**THE EXERCISE:**
Could the lines from the one with "Find the hedge" through the end of the listing be restated exactly, with nothing else included?

[START OF ENTRIES SUPPLIED]

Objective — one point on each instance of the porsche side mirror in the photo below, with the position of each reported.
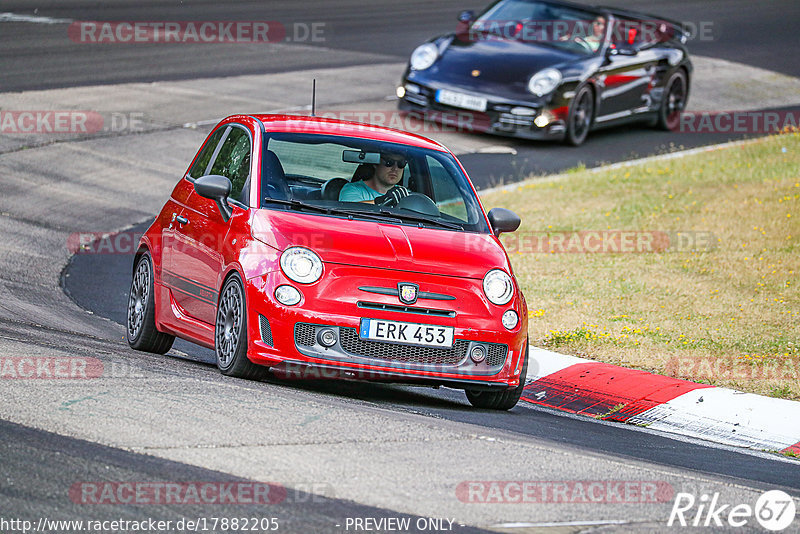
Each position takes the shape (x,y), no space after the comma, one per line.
(466,16)
(216,188)
(503,220)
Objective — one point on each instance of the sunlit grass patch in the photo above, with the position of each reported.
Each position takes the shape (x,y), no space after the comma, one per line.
(724,289)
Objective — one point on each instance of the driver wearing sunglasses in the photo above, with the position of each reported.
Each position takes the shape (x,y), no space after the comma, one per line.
(383,187)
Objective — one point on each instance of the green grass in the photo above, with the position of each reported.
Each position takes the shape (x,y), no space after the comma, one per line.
(728,298)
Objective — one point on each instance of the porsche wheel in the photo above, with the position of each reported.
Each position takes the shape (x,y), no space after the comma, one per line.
(675,97)
(140,324)
(581,113)
(500,400)
(230,333)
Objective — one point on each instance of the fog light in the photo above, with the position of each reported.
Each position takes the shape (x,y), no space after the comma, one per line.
(287,295)
(542,120)
(326,337)
(478,354)
(510,319)
(524,112)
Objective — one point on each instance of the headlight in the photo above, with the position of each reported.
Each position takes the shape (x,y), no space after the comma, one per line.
(288,295)
(301,265)
(510,319)
(498,287)
(544,81)
(424,56)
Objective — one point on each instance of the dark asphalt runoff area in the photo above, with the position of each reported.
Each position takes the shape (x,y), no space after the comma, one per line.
(37,466)
(57,478)
(41,56)
(100,282)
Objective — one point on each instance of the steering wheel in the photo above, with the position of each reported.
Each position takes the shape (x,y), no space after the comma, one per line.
(581,41)
(419,203)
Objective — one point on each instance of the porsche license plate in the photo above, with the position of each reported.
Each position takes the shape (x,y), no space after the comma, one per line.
(406,333)
(460,100)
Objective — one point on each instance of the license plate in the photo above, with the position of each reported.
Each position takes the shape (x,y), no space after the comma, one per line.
(425,335)
(460,100)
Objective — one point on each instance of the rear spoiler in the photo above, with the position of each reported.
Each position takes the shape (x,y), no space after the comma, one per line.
(672,29)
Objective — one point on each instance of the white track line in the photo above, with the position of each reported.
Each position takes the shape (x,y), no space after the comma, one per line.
(14,17)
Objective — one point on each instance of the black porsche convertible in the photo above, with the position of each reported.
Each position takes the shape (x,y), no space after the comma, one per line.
(547,69)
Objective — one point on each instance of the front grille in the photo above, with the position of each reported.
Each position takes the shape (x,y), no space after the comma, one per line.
(266,331)
(406,309)
(497,354)
(419,100)
(402,353)
(305,334)
(516,120)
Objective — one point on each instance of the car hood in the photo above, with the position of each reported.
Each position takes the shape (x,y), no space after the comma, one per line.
(384,246)
(504,65)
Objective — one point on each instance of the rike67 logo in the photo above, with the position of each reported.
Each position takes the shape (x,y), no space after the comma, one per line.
(774,510)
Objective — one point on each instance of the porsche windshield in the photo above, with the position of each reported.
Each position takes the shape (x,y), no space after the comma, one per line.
(543,23)
(353,177)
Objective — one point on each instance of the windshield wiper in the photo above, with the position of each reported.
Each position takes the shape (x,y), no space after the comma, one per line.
(329,210)
(423,219)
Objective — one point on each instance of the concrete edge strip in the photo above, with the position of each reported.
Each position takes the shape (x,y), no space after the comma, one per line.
(613,393)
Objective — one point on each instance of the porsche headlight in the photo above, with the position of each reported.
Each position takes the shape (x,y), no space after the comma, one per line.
(301,265)
(424,56)
(498,287)
(544,81)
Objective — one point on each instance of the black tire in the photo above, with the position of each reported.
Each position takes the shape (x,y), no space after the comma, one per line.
(140,324)
(500,400)
(676,94)
(581,116)
(230,333)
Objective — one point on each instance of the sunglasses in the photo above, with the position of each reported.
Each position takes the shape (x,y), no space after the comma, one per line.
(390,162)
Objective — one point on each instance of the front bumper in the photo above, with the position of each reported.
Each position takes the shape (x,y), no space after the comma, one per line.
(287,338)
(502,117)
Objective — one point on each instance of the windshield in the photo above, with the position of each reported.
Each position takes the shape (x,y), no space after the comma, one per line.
(553,25)
(331,175)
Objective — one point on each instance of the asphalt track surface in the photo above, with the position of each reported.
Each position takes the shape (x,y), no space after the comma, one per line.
(36,56)
(36,465)
(99,282)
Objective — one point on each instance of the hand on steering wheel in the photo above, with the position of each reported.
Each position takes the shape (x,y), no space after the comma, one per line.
(392,196)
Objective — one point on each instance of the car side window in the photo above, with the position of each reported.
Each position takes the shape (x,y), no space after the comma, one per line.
(233,160)
(446,194)
(202,161)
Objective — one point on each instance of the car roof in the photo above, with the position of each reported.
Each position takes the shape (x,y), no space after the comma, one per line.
(331,126)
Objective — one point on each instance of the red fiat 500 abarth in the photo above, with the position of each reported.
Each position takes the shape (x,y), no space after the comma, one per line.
(324,248)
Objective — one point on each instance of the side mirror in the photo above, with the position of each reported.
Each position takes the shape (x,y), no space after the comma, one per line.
(216,188)
(621,50)
(503,220)
(466,16)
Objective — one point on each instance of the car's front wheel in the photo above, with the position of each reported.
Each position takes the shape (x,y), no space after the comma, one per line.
(500,400)
(141,328)
(230,332)
(675,97)
(581,113)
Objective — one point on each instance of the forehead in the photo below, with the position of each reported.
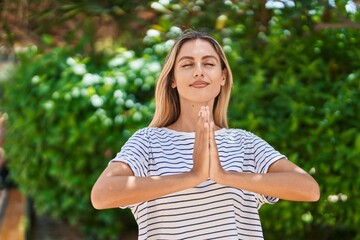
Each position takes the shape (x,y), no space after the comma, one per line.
(197,47)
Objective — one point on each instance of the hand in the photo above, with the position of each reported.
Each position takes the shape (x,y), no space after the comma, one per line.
(216,170)
(201,154)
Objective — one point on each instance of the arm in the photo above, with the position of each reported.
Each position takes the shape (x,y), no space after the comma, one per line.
(284,179)
(117,186)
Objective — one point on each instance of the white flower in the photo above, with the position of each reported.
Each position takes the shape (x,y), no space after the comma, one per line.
(333,198)
(129,103)
(96,101)
(79,69)
(137,116)
(154,67)
(35,79)
(117,61)
(90,79)
(136,64)
(109,81)
(152,32)
(70,61)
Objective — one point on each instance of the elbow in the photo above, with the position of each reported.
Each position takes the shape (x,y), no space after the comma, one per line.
(96,199)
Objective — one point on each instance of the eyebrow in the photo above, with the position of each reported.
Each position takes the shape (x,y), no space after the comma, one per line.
(191,58)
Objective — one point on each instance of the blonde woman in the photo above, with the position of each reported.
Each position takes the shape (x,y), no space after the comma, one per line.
(189,176)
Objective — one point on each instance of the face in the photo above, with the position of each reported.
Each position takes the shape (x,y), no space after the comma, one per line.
(198,76)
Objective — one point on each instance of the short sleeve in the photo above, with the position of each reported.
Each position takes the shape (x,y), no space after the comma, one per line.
(135,152)
(264,156)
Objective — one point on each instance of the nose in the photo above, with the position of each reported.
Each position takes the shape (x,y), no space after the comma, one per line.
(198,71)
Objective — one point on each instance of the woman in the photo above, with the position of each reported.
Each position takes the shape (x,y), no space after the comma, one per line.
(189,176)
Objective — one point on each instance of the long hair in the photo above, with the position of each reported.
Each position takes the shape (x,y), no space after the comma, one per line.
(167,108)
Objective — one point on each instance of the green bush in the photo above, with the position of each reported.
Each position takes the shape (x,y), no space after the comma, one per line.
(67,118)
(294,85)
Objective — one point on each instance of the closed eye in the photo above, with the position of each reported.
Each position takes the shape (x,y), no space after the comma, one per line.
(187,65)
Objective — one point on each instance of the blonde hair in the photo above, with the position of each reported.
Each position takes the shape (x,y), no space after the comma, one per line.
(167,108)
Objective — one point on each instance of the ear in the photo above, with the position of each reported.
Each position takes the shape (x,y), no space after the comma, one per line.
(173,83)
(223,77)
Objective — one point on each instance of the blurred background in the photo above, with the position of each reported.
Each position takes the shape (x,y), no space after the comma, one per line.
(77,78)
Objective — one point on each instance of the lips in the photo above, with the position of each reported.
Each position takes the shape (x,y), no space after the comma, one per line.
(199,84)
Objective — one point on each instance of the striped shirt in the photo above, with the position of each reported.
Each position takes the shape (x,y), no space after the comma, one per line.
(209,210)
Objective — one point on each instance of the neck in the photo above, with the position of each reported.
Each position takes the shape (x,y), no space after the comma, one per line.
(189,115)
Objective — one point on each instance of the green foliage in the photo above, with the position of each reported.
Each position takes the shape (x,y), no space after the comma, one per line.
(67,118)
(296,84)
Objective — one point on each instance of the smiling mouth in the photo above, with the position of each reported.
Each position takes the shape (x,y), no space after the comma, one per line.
(199,84)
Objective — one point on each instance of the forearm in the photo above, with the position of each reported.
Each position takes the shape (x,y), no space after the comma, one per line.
(294,186)
(115,191)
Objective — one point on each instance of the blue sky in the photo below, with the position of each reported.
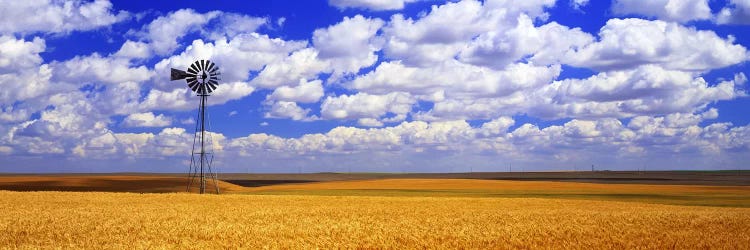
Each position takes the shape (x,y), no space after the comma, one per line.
(377,86)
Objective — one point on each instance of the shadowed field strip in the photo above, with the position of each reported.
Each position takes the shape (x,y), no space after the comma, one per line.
(126,220)
(103,183)
(735,196)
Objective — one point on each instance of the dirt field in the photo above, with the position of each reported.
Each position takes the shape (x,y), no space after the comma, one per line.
(137,183)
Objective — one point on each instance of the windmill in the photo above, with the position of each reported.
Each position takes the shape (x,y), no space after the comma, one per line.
(202,78)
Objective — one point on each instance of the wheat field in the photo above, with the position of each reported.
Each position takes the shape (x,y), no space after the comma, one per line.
(180,220)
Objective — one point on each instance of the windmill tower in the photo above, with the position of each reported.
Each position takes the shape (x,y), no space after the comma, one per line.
(202,77)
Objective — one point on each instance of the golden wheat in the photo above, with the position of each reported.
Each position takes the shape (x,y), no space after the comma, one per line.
(124,220)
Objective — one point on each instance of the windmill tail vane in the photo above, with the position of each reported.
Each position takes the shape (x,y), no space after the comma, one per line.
(202,77)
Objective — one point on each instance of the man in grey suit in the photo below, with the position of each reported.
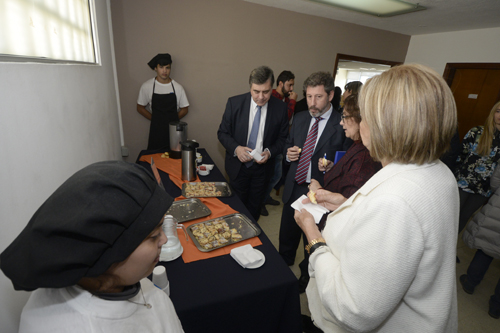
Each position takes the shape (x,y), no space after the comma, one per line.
(253,131)
(314,134)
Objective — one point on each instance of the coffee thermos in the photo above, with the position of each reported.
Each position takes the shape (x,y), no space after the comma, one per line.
(188,148)
(177,134)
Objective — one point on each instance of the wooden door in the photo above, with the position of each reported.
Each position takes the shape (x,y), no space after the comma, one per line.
(476,90)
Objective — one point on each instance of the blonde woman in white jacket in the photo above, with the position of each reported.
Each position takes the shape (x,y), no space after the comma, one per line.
(385,261)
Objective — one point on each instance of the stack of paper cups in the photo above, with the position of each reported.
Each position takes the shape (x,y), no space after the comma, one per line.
(160,279)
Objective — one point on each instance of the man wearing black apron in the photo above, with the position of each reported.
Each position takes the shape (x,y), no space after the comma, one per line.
(166,100)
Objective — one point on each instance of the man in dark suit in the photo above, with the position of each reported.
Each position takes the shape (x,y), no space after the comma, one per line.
(313,134)
(253,130)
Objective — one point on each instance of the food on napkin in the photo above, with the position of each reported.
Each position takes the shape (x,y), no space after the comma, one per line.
(317,211)
(256,155)
(312,197)
(245,255)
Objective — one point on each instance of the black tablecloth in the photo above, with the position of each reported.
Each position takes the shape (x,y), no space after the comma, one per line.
(218,295)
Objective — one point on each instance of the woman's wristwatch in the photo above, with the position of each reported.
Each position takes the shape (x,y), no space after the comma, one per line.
(314,244)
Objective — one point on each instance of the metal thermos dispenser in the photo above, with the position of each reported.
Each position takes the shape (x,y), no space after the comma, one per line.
(189,159)
(177,134)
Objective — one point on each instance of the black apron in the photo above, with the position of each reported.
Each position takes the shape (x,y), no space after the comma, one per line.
(163,111)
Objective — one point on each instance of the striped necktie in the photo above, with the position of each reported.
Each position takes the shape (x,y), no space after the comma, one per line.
(307,151)
(254,132)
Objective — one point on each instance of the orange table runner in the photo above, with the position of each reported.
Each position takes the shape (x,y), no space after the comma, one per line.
(173,167)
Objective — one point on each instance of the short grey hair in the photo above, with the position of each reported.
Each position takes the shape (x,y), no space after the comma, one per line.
(261,75)
(320,79)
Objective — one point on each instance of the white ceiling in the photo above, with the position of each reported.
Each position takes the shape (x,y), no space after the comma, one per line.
(440,15)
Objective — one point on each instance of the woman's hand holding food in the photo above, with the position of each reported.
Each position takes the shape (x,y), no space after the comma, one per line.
(327,199)
(306,222)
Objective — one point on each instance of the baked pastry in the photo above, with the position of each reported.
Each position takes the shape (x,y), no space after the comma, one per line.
(312,197)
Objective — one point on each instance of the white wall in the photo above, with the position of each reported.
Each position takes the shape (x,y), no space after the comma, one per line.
(435,50)
(54,120)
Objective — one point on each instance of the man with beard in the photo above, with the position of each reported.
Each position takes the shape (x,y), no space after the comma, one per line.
(314,134)
(284,91)
(253,131)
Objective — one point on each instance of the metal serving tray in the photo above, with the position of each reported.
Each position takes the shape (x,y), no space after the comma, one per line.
(238,221)
(189,209)
(206,189)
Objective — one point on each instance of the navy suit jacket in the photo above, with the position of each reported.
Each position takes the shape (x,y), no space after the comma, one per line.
(332,139)
(233,130)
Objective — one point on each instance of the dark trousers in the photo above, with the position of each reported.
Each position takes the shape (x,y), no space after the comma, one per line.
(476,271)
(250,186)
(469,204)
(290,232)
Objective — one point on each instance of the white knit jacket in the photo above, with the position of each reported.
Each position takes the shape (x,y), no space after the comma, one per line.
(390,261)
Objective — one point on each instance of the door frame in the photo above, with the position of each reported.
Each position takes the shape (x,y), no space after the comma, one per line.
(341,56)
(451,68)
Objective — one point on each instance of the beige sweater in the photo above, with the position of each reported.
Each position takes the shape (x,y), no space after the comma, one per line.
(390,261)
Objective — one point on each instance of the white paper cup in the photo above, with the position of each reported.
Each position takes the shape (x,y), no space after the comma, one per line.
(160,277)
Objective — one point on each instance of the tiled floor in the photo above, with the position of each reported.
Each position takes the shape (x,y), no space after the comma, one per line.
(472,309)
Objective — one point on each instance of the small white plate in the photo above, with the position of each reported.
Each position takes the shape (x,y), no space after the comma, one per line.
(258,263)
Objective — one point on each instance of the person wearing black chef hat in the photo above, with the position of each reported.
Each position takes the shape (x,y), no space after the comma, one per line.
(161,100)
(87,251)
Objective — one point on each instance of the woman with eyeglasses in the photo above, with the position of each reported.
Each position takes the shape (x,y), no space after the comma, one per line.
(351,171)
(385,261)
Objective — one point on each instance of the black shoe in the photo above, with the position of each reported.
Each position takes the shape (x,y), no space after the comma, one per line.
(288,261)
(466,285)
(493,311)
(272,202)
(303,281)
(308,326)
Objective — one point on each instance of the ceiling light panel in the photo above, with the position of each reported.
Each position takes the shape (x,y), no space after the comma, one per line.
(380,8)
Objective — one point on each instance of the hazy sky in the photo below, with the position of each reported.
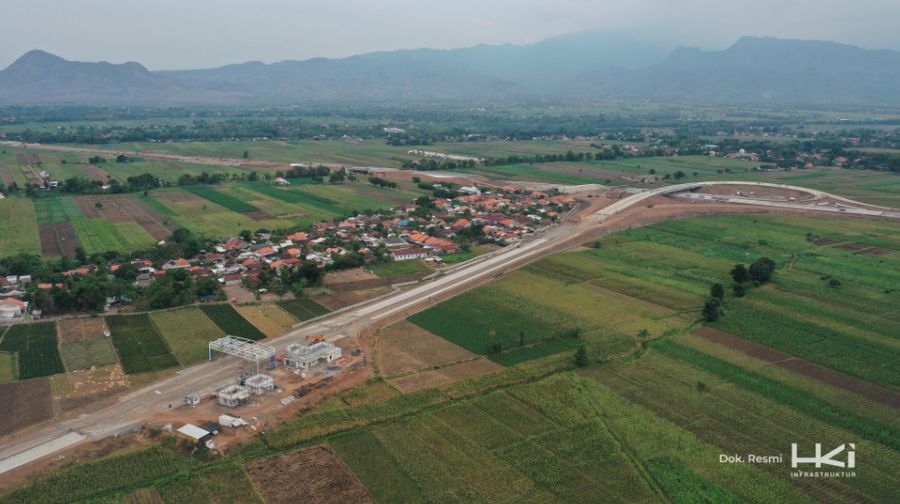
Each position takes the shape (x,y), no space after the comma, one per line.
(170,34)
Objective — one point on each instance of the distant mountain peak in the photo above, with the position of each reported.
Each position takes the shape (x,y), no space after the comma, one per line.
(38,57)
(575,66)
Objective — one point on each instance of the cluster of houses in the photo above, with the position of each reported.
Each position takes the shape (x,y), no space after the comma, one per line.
(406,232)
(12,305)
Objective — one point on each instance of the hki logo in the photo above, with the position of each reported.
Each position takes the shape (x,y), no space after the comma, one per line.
(828,459)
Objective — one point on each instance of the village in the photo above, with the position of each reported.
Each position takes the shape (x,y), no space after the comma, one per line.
(424,230)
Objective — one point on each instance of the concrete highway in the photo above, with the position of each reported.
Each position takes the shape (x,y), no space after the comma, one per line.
(141,405)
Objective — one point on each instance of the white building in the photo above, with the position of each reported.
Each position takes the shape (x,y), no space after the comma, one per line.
(409,254)
(304,357)
(233,396)
(259,384)
(11,309)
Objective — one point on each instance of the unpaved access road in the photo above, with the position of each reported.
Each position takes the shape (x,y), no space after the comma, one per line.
(143,405)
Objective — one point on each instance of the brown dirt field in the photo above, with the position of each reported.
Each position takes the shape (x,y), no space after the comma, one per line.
(419,381)
(350,275)
(6,175)
(599,174)
(840,380)
(853,247)
(338,301)
(748,347)
(96,173)
(443,376)
(27,158)
(67,238)
(769,193)
(81,329)
(82,452)
(428,177)
(147,217)
(176,196)
(372,283)
(86,205)
(877,251)
(312,475)
(469,369)
(127,208)
(89,386)
(802,367)
(49,242)
(405,347)
(144,496)
(259,215)
(24,403)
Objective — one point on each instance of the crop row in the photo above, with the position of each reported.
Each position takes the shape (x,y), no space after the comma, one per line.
(779,392)
(231,322)
(36,348)
(222,199)
(139,345)
(86,480)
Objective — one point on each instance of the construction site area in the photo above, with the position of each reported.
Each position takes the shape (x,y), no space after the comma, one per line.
(269,387)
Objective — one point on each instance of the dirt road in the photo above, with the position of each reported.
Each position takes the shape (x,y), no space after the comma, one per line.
(141,405)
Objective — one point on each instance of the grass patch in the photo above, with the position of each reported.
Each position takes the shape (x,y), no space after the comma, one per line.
(303,308)
(231,322)
(139,345)
(220,198)
(383,477)
(18,227)
(86,354)
(188,332)
(268,318)
(399,268)
(779,392)
(87,480)
(685,486)
(7,367)
(36,349)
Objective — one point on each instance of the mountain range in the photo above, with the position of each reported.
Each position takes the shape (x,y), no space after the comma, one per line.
(582,66)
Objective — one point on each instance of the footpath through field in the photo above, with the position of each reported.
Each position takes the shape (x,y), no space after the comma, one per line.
(136,407)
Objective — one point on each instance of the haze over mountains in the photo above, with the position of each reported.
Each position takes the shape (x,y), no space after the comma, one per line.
(580,66)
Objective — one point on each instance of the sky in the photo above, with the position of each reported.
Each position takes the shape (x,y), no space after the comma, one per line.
(177,34)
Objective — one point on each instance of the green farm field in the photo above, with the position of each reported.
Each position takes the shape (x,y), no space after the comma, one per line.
(85,354)
(139,345)
(303,308)
(231,322)
(18,227)
(36,349)
(187,332)
(8,367)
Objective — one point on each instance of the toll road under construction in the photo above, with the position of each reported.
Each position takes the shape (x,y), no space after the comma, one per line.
(262,355)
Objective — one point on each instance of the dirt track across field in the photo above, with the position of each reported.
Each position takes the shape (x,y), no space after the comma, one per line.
(593,219)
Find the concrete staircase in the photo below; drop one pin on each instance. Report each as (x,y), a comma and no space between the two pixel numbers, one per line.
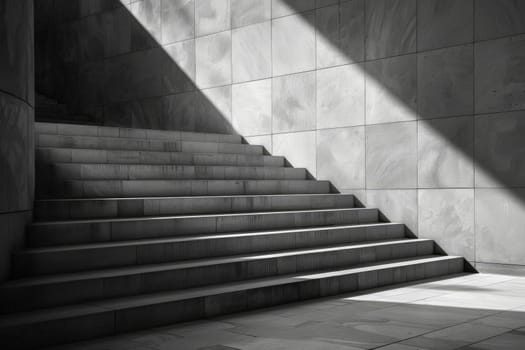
(141,228)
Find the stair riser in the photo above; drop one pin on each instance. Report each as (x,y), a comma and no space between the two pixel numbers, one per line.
(136,207)
(28,264)
(105,131)
(160,188)
(78,233)
(144,145)
(165,172)
(160,314)
(141,283)
(72,155)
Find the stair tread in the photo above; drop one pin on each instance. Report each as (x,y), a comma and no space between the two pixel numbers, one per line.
(137,139)
(196,237)
(116,304)
(171,217)
(140,269)
(181,197)
(40,124)
(145,151)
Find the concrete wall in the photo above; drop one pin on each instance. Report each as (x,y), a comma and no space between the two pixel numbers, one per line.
(16,125)
(418,107)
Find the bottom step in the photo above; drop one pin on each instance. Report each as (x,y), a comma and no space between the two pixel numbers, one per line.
(87,321)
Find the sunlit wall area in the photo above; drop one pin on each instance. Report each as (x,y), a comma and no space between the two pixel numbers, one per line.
(16,126)
(417,107)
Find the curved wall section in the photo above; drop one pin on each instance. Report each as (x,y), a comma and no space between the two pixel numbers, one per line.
(16,125)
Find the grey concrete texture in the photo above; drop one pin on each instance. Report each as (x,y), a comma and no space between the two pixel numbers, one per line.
(17,101)
(428,315)
(422,90)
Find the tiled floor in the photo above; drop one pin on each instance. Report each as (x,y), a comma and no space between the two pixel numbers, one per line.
(478,311)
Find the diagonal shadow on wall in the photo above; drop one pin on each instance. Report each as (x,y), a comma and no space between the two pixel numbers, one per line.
(108,67)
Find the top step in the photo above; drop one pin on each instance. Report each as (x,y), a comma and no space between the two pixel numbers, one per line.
(151,134)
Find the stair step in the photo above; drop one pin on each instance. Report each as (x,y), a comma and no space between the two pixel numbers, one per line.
(79,287)
(79,171)
(63,259)
(80,155)
(150,188)
(67,209)
(149,134)
(121,143)
(84,321)
(107,230)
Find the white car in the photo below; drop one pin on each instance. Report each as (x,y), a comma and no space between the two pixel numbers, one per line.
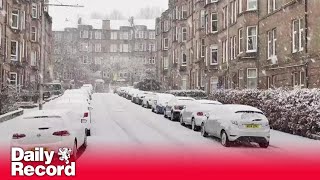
(194,114)
(50,130)
(78,106)
(175,106)
(159,102)
(237,123)
(148,100)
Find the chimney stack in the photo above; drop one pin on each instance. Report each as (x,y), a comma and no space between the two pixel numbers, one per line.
(106,25)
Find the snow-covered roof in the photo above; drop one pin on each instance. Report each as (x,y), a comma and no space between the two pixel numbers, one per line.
(97,23)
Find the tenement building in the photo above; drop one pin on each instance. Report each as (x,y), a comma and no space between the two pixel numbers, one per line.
(238,44)
(21,42)
(118,51)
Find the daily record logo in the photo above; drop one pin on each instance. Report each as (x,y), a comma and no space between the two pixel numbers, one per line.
(39,155)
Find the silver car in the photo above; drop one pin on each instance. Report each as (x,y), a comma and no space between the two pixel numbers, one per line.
(194,114)
(237,123)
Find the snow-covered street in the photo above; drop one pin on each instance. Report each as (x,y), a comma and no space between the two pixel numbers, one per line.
(118,122)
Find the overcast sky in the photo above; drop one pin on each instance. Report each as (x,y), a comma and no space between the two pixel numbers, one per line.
(103,7)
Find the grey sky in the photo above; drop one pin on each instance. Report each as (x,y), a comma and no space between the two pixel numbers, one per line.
(103,7)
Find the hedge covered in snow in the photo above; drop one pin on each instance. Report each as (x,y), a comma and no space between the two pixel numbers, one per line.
(291,111)
(198,94)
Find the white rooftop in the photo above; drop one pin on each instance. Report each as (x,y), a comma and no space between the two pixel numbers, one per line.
(97,23)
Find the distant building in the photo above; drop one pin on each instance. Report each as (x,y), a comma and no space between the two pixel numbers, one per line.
(209,45)
(20,44)
(121,52)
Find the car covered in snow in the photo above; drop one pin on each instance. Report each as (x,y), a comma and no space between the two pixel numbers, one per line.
(148,100)
(237,123)
(78,106)
(175,106)
(194,114)
(50,129)
(160,101)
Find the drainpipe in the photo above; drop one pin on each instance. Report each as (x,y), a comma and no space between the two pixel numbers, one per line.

[END OF ENTRIES SUPPLIED]

**RESULT FOR THIS TASK:**
Find the hedge covered in snow in the photo above; drop one pin on each instance. Report each as (x,y), a comma and no space between the two pixel numbers, one per line.
(291,111)
(198,94)
Find the white rooftop in the photo above; drop one pin on each instance. Report each as (x,y), a comma and no space between the two pixel numbers, one per line.
(97,23)
Find the distant building in the photo above; drop one pin on each instance. Report each as (x,y), a comma and no space between the two pixel numbers, one per line.
(209,45)
(20,44)
(121,52)
Find the car covered in snow in the photo above; drop one pin on each instance. Report each as (x,y), a comma and no space between the two pixel numbers, one per line.
(148,100)
(237,123)
(78,106)
(175,106)
(194,114)
(50,129)
(160,101)
Find the drainpipe in the photo above; drop one pin on each instance. Report each as (x,y), a comma and no space between the two pixel numbers, one per line.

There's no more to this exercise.